──────── Dataset content ────────
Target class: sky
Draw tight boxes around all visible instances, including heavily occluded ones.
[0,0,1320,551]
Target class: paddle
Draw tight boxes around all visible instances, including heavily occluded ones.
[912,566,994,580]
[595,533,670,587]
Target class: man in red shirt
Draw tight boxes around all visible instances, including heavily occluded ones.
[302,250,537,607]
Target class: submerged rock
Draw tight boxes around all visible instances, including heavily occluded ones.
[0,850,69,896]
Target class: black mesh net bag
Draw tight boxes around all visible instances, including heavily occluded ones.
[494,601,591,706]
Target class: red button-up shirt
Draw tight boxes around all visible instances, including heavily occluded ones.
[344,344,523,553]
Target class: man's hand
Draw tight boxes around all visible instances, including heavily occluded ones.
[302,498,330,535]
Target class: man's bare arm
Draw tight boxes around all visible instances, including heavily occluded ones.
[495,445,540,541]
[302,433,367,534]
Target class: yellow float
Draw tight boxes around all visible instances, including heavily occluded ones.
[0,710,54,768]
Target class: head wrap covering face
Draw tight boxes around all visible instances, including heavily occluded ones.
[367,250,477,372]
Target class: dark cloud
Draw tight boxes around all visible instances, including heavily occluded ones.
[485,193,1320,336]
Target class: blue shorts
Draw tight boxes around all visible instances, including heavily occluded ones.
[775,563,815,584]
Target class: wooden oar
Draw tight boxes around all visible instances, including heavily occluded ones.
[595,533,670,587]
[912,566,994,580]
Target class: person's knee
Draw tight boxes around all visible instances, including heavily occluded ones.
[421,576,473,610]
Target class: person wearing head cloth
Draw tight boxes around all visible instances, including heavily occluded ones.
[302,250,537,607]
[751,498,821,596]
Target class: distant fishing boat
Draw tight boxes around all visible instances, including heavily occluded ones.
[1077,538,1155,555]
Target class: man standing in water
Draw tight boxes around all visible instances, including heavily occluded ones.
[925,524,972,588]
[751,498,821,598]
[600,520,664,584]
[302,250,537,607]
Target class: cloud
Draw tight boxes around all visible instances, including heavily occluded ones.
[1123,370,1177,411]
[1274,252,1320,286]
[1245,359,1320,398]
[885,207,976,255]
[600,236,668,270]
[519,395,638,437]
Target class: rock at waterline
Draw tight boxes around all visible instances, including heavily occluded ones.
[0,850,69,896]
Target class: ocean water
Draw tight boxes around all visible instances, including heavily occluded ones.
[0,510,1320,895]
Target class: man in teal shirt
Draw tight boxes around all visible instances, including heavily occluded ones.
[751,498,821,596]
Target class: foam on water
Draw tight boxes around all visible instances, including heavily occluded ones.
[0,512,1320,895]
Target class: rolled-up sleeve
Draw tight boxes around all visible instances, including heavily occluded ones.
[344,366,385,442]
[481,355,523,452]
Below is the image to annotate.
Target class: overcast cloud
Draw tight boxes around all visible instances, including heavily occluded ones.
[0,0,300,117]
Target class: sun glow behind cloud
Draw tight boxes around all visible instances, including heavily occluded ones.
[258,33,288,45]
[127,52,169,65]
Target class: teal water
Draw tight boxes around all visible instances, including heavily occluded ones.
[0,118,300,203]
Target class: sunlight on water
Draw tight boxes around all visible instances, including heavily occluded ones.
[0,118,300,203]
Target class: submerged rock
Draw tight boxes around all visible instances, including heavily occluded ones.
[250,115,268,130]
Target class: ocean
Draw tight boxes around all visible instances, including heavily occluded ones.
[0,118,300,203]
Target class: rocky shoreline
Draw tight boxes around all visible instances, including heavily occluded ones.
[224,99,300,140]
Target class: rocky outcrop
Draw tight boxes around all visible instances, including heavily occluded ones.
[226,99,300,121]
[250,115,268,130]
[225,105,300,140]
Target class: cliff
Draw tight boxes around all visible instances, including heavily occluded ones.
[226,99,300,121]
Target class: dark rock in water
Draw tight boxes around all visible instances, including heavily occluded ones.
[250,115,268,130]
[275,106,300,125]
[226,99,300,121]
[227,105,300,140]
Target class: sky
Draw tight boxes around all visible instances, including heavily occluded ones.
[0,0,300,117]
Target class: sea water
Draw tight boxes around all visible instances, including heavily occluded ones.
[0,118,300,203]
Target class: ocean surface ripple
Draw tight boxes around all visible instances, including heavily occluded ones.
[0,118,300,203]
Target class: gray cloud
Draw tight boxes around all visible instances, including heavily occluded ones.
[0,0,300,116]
────────
■ **Written request**
Return each line in the entries above that contains the word "shirt".

■ **The completed task**
Target class: man in red shirt
Target class: red button-up shirt
Target class: man in teal shirt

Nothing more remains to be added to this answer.